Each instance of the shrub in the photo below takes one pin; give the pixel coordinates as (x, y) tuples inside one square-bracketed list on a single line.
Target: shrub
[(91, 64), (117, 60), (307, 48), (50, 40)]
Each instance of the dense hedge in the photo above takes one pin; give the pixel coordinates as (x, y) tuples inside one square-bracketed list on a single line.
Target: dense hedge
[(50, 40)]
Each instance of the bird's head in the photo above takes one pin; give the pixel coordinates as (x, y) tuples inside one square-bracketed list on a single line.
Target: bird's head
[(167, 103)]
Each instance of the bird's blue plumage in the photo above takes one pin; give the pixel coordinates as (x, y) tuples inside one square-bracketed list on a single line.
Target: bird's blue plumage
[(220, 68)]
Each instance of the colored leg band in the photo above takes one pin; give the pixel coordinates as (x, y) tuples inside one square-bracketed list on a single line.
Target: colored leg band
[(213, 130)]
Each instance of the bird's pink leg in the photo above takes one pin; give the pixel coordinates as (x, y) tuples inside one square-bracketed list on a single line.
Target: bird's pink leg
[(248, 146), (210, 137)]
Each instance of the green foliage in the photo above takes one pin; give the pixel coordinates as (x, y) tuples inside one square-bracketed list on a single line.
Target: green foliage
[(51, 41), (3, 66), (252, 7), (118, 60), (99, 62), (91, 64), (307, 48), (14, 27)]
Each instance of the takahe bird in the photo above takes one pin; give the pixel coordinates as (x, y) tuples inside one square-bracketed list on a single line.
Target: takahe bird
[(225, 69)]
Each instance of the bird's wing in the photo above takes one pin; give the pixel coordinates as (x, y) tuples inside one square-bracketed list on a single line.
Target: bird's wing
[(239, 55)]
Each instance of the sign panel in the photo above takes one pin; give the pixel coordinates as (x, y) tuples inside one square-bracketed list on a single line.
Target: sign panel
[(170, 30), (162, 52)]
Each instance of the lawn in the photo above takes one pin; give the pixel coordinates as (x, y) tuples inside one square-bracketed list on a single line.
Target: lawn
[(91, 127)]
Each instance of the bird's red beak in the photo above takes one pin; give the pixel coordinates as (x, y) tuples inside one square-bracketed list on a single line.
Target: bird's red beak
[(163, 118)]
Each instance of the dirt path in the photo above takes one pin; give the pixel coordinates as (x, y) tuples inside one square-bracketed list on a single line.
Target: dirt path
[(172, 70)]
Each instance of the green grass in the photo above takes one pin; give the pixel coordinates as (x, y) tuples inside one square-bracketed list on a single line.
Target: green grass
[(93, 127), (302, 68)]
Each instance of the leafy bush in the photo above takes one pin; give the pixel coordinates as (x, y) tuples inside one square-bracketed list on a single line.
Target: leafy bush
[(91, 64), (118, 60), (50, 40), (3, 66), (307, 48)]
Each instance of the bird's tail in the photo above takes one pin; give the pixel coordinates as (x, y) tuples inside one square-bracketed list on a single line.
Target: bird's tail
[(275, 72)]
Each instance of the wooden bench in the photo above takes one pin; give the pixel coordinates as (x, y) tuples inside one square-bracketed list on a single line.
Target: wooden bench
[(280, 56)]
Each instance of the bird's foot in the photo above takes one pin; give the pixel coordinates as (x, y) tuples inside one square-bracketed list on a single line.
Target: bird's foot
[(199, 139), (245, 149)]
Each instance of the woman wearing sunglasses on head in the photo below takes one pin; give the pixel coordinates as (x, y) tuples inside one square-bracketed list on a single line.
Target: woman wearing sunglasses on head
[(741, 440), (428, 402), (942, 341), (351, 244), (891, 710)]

● **Short task**
Return the lines above, from the one containing "Each instance of the bird's red" to the end, exactly as they stand.

● **Result for this task**
Each instance of the bird's red beak in the photo above takes one pin; give the pixel coordinates as (x, y) tuples inside one square-bracketed list on a single line.
Target: bird's red beak
[(163, 118)]
Each instance of the dirt path in the photo above takes one pin; give the pixel coordinates as (x, y) tuples inside one square-bracketed list on a single line.
Target: dirt path
[(172, 70)]
Each instance of the green grass in the photo above takes one pin; give the pixel coordinates as (x, y) tuples inside one square-bracketed list on a single line.
Target: green grass
[(93, 127), (302, 68)]
Each instance of the leafy bush in the photo above takes one pin; give the pixel coordinates as (x, y) tuples inside one square-bracketed list on a single line.
Target: leafy bush
[(91, 64), (118, 60), (50, 40), (3, 66), (307, 48)]
Each instance of the bird's tail in the photo above takes one pin; give the pixel coordinates as (x, y) tuples inside one square-bracketed list on a single line.
Target: bird's tail
[(275, 72)]
Each instance of the wooden bench in the photo above takes one pin; give the pixel coordinates as (x, y) tuples inside one square-bracketed list on a single line.
Target: wooden bench
[(280, 56)]
Each instance of the bird's foot in the photo above takes one pin; give the pixel coordinates as (x, y) tuples inside one square-bracketed list on a single line.
Target: bird's foot
[(199, 139), (245, 149)]
Each instance of the woman wearing sunglasses on head in the photo below takes one pin; give the pixel coordinates as (x, y) tuples inside one square-bracketed list on a single line.
Target: woman wearing sunglasses on head
[(741, 440), (428, 402), (942, 341), (351, 244), (891, 710)]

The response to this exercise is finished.